▶ _SHORT TASK_
Copy each line of the items below exactly, and leave out the pictures.

- - - -

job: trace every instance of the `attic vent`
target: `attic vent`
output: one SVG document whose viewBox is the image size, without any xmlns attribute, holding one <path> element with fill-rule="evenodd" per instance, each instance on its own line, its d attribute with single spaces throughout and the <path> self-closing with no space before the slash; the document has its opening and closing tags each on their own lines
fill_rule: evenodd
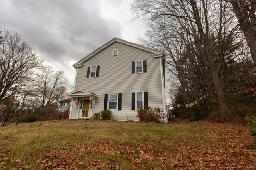
<svg viewBox="0 0 256 170">
<path fill-rule="evenodd" d="M 118 49 L 114 49 L 113 50 L 113 56 L 118 55 Z"/>
</svg>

- - - -

▶ _TASK SOLUTION_
job: trace every instance of the `attic vent`
target: `attic vent`
output: one SVG document whose viewBox is the image size, without any xmlns attribute, holding one <path> element with fill-rule="evenodd" per instance, each instance on its own line, its d attribute with single spaces throughout and the <path> self-closing with no space before the slash; the document has its opening and closing tags each on their own lines
fill_rule: evenodd
<svg viewBox="0 0 256 170">
<path fill-rule="evenodd" d="M 118 49 L 114 49 L 113 50 L 113 56 L 118 55 Z"/>
</svg>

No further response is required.